* _WORK TO COMPLETE_
a: Answer these questions from the Cottage Scenes text, one line each:
(i) Which publisher issued the book?
(ii) What was its price?
(iii) How many short stories does it contain?
b: Write out the part of the Cottage Scenes text that begins with "Stories Before 1850." and ends with "1 vol., 88pp.", keeping every word and mark unchanged.

* _READING TEXT_
DMUlogo
Hockliffe logo
Fables and Fairy Tales Stories Before 1850 Stories After 1850 Periodicals and Annuals Religious Books, Bibles, Hymns, etc Books of Instruction Nursery Rhymes and Alphabets
Movable and Toy Books; Myths and Heroes Poetry, Verse and Rhymes; Games Games and Pastimes Natural Science Geography and Travel History and Biography Mathematics
Previous Next

Stories Before 1850. 0191: Anne Elizabeth Oulton, Cottage Scenes

Author: Oulton, Anne Elizabeth
Title: Cottage scenes: being a collection of pastoral tales, illustrative or rural manners: and collected for the improvement of juvenile readers. By Anne Elizabeth Oulton
Cat. Number: 0191
Date: No date but c.1826 (inscription dated 1828)
1st Edition:
Pub. Place: London
Publisher: William Cole, 10, Newgate Street
Price: 1s 6d (half-bound)
Pages: 1 vol., 88pp.
Size: 13.5 x 9.5 cm
Illustrations: Frontispiece plus two further full-page engravings and several small vignettes in the text
Note: Inscription on verse of front cover: 'Anna Hu[...] from Miss Haldane [?] 10 Ocr. 1828'

Images of all pages of this book

Page 003 of item 0191

Introductory essay

Cottage Scenes contains eight short stories, each set amongst the farms and cottages of rural England and taking for protagonists a single extended family. The land the stories describe is far from utopian. There is much poverty. The roads are bad in 'The Rustic Stranger'. 'Banditti' terrorise the neighbourhood in 'Rustic Hospitality'. And the mortality rate of the characters is alarmingly high. Mothers and daughters are particularly prone to dying, either before the stories open or during their course. These deaths generally hurry along the plots, which often revolve around the decision of one family to take in and care for an orphan or fugitive.

* _INPUT DATA_
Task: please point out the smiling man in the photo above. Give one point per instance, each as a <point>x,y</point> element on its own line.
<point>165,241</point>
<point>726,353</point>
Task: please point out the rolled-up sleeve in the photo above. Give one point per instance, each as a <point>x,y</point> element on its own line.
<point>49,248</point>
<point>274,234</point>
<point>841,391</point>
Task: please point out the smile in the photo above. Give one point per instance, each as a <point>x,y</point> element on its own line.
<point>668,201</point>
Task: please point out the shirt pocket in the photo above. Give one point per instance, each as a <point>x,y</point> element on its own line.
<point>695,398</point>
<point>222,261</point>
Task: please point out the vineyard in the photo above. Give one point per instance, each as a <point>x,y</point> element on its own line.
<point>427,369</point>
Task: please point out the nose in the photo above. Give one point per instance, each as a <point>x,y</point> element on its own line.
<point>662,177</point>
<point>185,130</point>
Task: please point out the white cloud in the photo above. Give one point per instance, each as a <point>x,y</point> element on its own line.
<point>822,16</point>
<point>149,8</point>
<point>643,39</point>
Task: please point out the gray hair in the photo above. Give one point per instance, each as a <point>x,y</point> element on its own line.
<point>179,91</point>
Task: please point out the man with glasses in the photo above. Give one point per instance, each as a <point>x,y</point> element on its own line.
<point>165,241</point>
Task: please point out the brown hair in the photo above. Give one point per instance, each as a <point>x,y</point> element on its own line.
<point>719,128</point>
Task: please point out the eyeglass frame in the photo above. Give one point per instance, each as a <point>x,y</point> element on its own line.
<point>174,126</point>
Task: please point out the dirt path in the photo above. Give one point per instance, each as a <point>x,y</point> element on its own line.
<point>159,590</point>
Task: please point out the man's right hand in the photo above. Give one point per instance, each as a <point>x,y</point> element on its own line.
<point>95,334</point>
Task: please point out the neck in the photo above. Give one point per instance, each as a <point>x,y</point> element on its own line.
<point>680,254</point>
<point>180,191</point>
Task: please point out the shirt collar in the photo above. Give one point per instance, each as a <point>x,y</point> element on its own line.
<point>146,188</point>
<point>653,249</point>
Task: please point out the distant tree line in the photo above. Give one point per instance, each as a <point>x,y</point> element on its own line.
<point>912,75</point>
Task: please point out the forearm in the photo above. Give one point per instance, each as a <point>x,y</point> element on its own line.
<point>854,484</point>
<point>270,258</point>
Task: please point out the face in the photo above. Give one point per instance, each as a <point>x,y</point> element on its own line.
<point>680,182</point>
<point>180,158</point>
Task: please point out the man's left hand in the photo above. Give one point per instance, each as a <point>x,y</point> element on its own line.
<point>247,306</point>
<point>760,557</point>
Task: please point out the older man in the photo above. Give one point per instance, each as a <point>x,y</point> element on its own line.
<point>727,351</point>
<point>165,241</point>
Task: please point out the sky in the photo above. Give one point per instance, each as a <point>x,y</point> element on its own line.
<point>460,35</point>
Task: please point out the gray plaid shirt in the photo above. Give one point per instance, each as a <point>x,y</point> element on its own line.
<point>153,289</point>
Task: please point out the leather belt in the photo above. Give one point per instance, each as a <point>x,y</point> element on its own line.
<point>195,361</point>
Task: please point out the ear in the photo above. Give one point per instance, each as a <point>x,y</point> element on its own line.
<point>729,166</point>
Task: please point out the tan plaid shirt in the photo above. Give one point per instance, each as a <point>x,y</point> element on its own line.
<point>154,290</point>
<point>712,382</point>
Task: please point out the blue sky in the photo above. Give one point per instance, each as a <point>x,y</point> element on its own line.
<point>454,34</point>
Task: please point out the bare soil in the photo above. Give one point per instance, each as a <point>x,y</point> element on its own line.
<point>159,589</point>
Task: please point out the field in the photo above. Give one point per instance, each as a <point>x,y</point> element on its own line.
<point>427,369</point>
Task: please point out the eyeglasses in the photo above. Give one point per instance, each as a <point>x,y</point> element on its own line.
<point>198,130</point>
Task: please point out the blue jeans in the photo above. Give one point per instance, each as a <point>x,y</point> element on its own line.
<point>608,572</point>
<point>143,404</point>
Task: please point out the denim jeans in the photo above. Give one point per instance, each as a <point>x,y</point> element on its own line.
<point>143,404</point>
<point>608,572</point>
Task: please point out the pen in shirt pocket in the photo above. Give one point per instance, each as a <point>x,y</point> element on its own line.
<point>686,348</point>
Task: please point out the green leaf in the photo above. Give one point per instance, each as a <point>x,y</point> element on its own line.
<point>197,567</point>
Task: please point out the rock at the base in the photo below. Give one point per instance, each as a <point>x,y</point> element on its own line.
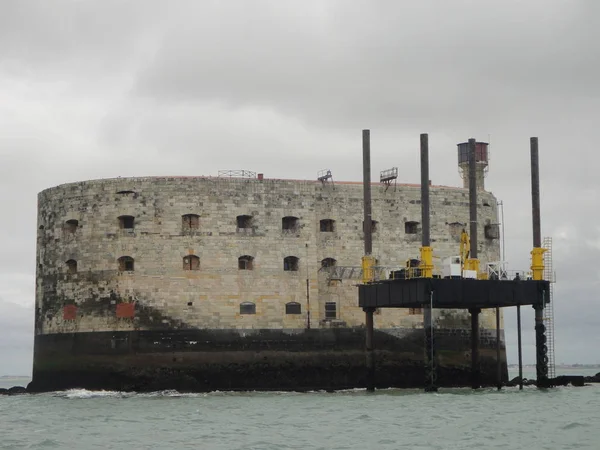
<point>15,390</point>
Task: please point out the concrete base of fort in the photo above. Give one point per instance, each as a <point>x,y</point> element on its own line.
<point>264,360</point>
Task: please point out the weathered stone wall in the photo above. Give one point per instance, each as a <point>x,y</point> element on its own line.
<point>168,296</point>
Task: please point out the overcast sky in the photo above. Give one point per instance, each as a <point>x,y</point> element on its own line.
<point>92,89</point>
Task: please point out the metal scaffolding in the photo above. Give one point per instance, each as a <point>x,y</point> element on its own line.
<point>549,308</point>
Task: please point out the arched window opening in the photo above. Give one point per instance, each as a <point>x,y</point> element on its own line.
<point>125,264</point>
<point>290,263</point>
<point>327,225</point>
<point>330,310</point>
<point>293,308</point>
<point>126,222</point>
<point>71,225</point>
<point>191,262</point>
<point>290,224</point>
<point>374,224</point>
<point>244,224</point>
<point>190,222</point>
<point>411,227</point>
<point>246,262</point>
<point>492,231</point>
<point>71,266</point>
<point>456,229</point>
<point>247,308</point>
<point>328,262</point>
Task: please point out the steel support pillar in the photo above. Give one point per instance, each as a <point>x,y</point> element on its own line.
<point>520,347</point>
<point>475,375</point>
<point>369,348</point>
<point>498,360</point>
<point>541,350</point>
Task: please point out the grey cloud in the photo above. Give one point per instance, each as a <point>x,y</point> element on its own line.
<point>96,90</point>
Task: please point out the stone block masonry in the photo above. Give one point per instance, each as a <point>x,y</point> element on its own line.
<point>163,257</point>
<point>81,222</point>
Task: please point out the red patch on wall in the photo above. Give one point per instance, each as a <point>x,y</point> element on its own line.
<point>126,310</point>
<point>70,312</point>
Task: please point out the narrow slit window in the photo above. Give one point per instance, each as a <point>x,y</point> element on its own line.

* _ANSWER SECTION_
a:
(i) William Cole, 10, Newgate Street
(ii) 1s 6d (half-bound)
(iii) Eight

b:
Stories Before 1850. 0191: Anne Elizabeth Oulton, Cottage Scenes

Author: Oulton, Anne Elizabeth
Title: Cottage scenes: being a collection of pastoral tales, illustrative or rural manners: and collected for the improvement of juvenile readers. By Anne Elizabeth Oulton
Cat. Number: 0191
Date: No date but c.1826 (inscription dated 1828)
1st Edition:
Pub. Place: London
Publisher: William Cole, 10, Newgate Street
Price: 1s 6d (half-bound)
Pages: 1 vol., 88pp.